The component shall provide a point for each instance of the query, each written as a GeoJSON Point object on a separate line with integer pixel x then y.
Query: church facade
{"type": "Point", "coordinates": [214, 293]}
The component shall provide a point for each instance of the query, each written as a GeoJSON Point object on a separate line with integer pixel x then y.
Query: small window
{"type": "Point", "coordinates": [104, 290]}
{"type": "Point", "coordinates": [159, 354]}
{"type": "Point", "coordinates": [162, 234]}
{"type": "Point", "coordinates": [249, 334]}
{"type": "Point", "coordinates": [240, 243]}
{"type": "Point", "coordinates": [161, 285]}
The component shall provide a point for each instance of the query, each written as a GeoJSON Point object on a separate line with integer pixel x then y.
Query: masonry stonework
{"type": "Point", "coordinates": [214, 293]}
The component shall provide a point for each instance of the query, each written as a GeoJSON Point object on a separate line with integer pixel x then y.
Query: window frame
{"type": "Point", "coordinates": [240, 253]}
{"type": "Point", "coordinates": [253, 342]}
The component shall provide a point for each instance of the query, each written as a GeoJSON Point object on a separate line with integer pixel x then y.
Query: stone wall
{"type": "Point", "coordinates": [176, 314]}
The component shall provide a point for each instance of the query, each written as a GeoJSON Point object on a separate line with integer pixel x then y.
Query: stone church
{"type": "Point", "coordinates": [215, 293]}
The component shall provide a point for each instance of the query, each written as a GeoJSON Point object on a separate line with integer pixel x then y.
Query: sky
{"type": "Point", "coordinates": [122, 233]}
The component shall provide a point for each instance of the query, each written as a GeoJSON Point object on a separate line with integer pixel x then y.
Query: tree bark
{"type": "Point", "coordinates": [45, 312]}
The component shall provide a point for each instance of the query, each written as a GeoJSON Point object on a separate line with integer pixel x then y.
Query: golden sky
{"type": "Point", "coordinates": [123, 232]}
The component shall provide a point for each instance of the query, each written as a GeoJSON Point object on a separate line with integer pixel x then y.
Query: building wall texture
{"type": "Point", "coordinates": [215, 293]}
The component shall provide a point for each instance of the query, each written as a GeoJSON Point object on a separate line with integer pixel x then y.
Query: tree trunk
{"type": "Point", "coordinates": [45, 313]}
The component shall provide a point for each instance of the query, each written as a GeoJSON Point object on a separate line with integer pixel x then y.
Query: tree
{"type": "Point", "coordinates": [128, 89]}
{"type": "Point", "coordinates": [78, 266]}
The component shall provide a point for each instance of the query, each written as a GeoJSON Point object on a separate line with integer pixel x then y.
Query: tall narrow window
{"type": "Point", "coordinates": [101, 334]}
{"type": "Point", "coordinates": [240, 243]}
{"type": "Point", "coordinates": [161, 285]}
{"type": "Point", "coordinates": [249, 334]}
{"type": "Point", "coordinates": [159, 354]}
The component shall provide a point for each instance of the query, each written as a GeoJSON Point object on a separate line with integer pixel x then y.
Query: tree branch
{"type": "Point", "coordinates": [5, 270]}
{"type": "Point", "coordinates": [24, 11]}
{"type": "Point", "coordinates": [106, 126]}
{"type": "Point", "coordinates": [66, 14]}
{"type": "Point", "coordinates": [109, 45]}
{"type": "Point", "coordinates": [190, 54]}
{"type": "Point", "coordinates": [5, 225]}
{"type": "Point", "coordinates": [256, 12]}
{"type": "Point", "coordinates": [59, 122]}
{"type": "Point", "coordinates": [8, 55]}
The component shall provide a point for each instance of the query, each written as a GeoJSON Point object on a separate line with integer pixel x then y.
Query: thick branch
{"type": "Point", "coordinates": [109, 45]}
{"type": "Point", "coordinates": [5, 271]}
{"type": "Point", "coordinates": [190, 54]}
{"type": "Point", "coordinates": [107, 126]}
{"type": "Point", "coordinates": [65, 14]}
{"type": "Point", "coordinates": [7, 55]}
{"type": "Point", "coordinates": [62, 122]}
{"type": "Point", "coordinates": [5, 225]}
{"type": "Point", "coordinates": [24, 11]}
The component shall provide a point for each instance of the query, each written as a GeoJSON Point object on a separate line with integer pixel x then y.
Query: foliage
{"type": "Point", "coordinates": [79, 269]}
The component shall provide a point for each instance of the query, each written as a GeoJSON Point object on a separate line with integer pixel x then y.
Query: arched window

:::::

Copy out the full listing above. Keep every word as it is.

EXERCISE RESPONSE:
The component shall provide a point for each instance of the query, each written as a GeoJSON Point object on a separate line with integer pixel x then y.
Query: church facade
{"type": "Point", "coordinates": [214, 293]}
The component shall provide a point for each instance of the query, each written as a GeoJSON Point object on a separate line with integer pixel x then y.
Query: small window
{"type": "Point", "coordinates": [104, 290]}
{"type": "Point", "coordinates": [159, 354]}
{"type": "Point", "coordinates": [162, 234]}
{"type": "Point", "coordinates": [249, 334]}
{"type": "Point", "coordinates": [240, 243]}
{"type": "Point", "coordinates": [161, 285]}
The component shall provide a point for each instance of the query, each written as a GeoJSON Point object on a separate line with integer pixel x then y.
Query: masonry stonework
{"type": "Point", "coordinates": [214, 293]}
The component shall provide a point for each instance of the query, each written as a GeoJSON Point object on a separate line with integer pixel x then y.
Query: window frame
{"type": "Point", "coordinates": [240, 253]}
{"type": "Point", "coordinates": [253, 342]}
The component shall provide a point for each instance of the query, each written as a GeoJSON Point object on a separate line with integer pixel x then y.
Query: stone wall
{"type": "Point", "coordinates": [176, 314]}
The component shall provide a point for each instance of the query, each written as a GeoJSON Point object on a separate line with integer pixel x then y.
Query: stone church
{"type": "Point", "coordinates": [215, 293]}
The component shall provide a point for each instance of the query, each written as a GeoJSON Point object on a separate line with integer pixel x then y.
Query: sky
{"type": "Point", "coordinates": [122, 233]}
The component shall provide a point for each instance of the query, each written as a GeoJSON Point object on a separate line with integer pixel x then y.
Query: tree bark
{"type": "Point", "coordinates": [45, 312]}
The component shall provide a point for each instance of the query, each written as a GeoJSON Point object on a separate line with integer pixel x then y.
Query: golden sky
{"type": "Point", "coordinates": [123, 232]}
The component shall provide a point for each instance of the query, each written as a GeoJSON Point object on a separate line with integer pixel x then y.
Query: building wall texture
{"type": "Point", "coordinates": [215, 293]}
The component shall provide a point for each instance of the query, each written as a GeoJSON Point object on a separate line with integer pixel x then y.
Query: tree trunk
{"type": "Point", "coordinates": [45, 313]}
The component shall provide a point for each instance of the query, each written as a GeoJSON Point object on a separate line with integer pixel x then y.
Query: tree
{"type": "Point", "coordinates": [128, 89]}
{"type": "Point", "coordinates": [78, 266]}
The component shall provide a point for each instance of the query, each written as a GeoJSON Point object on a separate line with integer pixel x then y.
Query: tall narrow window
{"type": "Point", "coordinates": [101, 334]}
{"type": "Point", "coordinates": [240, 243]}
{"type": "Point", "coordinates": [161, 285]}
{"type": "Point", "coordinates": [249, 334]}
{"type": "Point", "coordinates": [159, 354]}
The component shall provide a point for each instance of the query, each written as a GeoJSON Point object on a separate line with integer pixel x then y.
Query: tree branch
{"type": "Point", "coordinates": [5, 270]}
{"type": "Point", "coordinates": [24, 11]}
{"type": "Point", "coordinates": [106, 126]}
{"type": "Point", "coordinates": [66, 14]}
{"type": "Point", "coordinates": [109, 45]}
{"type": "Point", "coordinates": [190, 54]}
{"type": "Point", "coordinates": [5, 225]}
{"type": "Point", "coordinates": [256, 12]}
{"type": "Point", "coordinates": [59, 122]}
{"type": "Point", "coordinates": [8, 55]}
The component shall provide a point for each instance of the query, each written as a GeoJSON Point object on a separate line with integer pixel x then y.
Query: thick branch
{"type": "Point", "coordinates": [109, 45]}
{"type": "Point", "coordinates": [5, 271]}
{"type": "Point", "coordinates": [190, 54]}
{"type": "Point", "coordinates": [107, 126]}
{"type": "Point", "coordinates": [65, 14]}
{"type": "Point", "coordinates": [7, 55]}
{"type": "Point", "coordinates": [62, 122]}
{"type": "Point", "coordinates": [5, 225]}
{"type": "Point", "coordinates": [24, 11]}
The component shall provide a point for each instance of the query, each written as a GeoJSON Point object on a separate line with integer pixel x then y.
Query: foliage
{"type": "Point", "coordinates": [79, 269]}
The component shall provide a point for each instance of the query, each written as a GeoJSON Point object on a separate line with integer pixel x then y.
Query: arched window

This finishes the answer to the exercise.